This has genuinely made me work on switching to neovim. I previously demurred because I don't trust supply chains that are random public git repos full of emojis and Discords, but we've reached the point now where they're no less trustworthy than Microsoft. (And realistically, if you use any extensions on VS Code you're already trusting random repos, so you might as well cut out the middle man with an AI + spyware addiction and difficulties understanding consent.)
TheRoque
Same. Actually made me switch to neovim more and more. It's a great time to do so, with the new native package manager (now working in nightly 0.12)
candiddevmike
RE: VSCode copilot, you're not crazy, I'm seeing it too. And across multiple machines, even with settings sync enabled, I have to periodically go on each one and uninstall the copilot extension _again_. I'll notice the Add to chat... in the right click context menu and immediately know it got reinstalled somehow.
I'd switch to VSCodium but I use the WSL and SSH extensions :(
userbinator
Thankfully I don’t have to use anything from Microsoft after work hours.
There are employers where you don't have to use anything from Microsoft during work hours either.

Source information.
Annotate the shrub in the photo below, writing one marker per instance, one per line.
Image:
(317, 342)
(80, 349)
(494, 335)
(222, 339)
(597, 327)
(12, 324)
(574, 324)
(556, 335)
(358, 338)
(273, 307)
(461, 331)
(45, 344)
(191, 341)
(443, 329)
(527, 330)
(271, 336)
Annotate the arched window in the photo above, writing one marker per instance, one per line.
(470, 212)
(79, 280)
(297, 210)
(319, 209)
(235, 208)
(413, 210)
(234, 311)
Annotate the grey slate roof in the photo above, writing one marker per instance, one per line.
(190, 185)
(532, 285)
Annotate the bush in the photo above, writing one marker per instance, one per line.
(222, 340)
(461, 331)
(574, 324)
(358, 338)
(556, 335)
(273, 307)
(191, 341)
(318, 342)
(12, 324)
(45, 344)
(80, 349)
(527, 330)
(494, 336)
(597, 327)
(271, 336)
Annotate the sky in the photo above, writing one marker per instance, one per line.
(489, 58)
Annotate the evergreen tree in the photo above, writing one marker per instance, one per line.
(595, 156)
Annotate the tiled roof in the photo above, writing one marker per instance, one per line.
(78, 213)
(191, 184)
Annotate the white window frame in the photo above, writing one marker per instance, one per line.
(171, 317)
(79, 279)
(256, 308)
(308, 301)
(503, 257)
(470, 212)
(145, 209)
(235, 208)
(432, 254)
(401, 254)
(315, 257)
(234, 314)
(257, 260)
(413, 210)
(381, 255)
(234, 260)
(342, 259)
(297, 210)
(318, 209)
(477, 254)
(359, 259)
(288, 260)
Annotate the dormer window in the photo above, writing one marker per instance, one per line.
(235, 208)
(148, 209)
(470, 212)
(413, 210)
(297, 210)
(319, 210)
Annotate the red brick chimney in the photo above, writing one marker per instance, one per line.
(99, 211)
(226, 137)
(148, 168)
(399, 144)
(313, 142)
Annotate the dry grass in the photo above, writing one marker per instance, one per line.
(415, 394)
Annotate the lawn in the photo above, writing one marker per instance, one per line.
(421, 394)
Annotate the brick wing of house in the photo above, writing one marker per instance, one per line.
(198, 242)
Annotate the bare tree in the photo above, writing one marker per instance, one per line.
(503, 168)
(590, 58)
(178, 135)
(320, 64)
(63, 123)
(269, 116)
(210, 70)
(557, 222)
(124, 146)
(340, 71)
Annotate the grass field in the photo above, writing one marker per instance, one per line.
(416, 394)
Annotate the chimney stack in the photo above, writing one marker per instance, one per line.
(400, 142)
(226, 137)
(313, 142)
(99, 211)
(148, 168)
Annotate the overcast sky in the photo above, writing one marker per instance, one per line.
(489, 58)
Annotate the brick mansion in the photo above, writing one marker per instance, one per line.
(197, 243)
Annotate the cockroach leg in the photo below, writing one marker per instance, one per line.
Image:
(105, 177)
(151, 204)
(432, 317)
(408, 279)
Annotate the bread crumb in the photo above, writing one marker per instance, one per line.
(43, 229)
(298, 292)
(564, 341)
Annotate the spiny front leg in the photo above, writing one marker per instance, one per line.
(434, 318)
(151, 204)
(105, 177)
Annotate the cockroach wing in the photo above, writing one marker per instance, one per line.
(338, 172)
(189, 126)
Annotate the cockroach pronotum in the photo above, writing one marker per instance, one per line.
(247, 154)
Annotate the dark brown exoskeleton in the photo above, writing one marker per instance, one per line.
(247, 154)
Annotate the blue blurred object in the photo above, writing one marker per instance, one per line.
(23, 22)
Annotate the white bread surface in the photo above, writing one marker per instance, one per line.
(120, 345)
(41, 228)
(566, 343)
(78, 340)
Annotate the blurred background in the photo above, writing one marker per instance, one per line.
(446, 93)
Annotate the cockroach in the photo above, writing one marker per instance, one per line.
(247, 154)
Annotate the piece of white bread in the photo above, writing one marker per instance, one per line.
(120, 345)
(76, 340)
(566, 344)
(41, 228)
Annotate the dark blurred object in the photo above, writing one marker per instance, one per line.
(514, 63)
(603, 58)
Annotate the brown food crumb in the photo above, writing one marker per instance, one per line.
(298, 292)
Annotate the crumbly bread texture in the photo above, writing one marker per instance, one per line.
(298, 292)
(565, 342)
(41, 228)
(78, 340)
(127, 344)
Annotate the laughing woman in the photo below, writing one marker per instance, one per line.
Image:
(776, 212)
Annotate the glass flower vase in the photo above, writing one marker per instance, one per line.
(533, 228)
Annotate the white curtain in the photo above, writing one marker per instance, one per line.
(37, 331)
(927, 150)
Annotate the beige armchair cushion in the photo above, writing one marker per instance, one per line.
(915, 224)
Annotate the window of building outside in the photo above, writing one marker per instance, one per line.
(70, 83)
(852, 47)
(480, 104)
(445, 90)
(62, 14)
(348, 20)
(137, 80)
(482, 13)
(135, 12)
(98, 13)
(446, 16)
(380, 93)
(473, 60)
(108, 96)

Task to complete. Write out the part of the thread between "candiddevmike" and "work hours either.", inclusive, without changing any words. The lines have nothing to do with the thread.

Written solution.
candiddevmike
RE: VSCode copilot, you're not crazy, I'm seeing it too. And across multiple machines, even with settings sync enabled, I have to periodically go on each one and uninstall the copilot extension _again_. I'll notice the Add to chat... in the right click context menu and immediately know it got reinstalled somehow.
I'd switch to VSCodium but I use the WSL and SSH extensions :(
userbinator
Thankfully I don’t have to use anything from Microsoft after work hours.
There are employers where you don't have to use anything from Microsoft during work hours either.